*Check your understanding*:
#1 Retype the passage from the post on Robinson and Freud, beginning at the words "I’m currently reading" and stopping after the words "of subjective experience.".
#2 Answer these questions from the post on Robinson and Freud:
(a) Which book does the writer say they are currently reading?
(b) According to the quoted passage, what is the one thing Freud asserts consistently?
(c) By what means, according to the quoted passage, can the self be instructed in self-awareness?

*Source passage*:

::::

Marilynne Robinson on How Freud Fails Us

Marilynne Robinson on How Freud Fails Us

I’m currently reading Absence of Mind by Marilynne Robinson. For those of you who feel any kind of split with your peers on the basis of religious belief, and more broadly metaphysics (i.e., being, knowing, substance, etc.), I can’t recommend it more highly. It’s a mind-boggling critique of modernism – a rare thing coming from someone so intent on the scientific method and the evidence of subjective experience.

Here’s a passage from her scathing critique of Freud, whom she obviously admires yet nonetheless finds hyped (bear with me):

If there is one thing that Freud asserts consistently… it is just this–that the mind is not to be trusted. Freud’s self is encapsulated, engrossed by an interior drama of which it cannot be consciously aware–unless instructed in self-awareness by means of psychoanalysis. That is to say, the center of emotional experience, the source of motive and inhibition, is inaccessible to the self as experience [my emphasis]…

If this conclusion was shocking to Jung, it is, nevertheless, a Freudian understanding of a state of things very widely attested to, an understanding that saw a painfully achieved equilibrium [Freud's civilization and its discontents] where others saw decline and dissolution [the Nazi's Jewish problem], that saw in unrest the inescapable fate that is individual and collective human nature [again, Freud's view] rather than corruption, evil, and subversion, which were taken to be alien or Jewish in their sources.

::::

*Available data*:
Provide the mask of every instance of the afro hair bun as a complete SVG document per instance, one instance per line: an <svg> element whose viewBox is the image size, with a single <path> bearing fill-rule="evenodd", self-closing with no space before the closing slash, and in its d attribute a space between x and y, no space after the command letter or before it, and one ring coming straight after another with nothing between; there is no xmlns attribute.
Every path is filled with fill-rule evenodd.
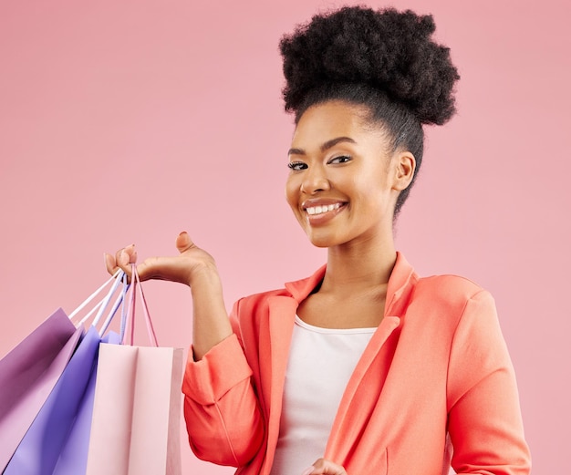
<svg viewBox="0 0 571 475"><path fill-rule="evenodd" d="M431 39L431 15L346 6L315 15L280 41L285 107L296 112L324 85L364 84L382 91L420 123L443 124L455 112L460 78L449 48Z"/></svg>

::::

*Results*:
#1
I’m currently reading Absence of Mind by Marilynne Robinson. For those of you who feel any kind of split with your peers on the basis of religious belief, and more broadly metaphysics (i.e., being, knowing, substance, etc.), I can’t recommend it more highly. It’s a mind-boggling critique of modernism – a rare thing coming from someone so intent on the scientific method and the evidence of subjective experience.

#2
(a) Absence of Mind by Marilynne Robinson
(b) That the mind is not to be trusted
(c) Psychoanalysis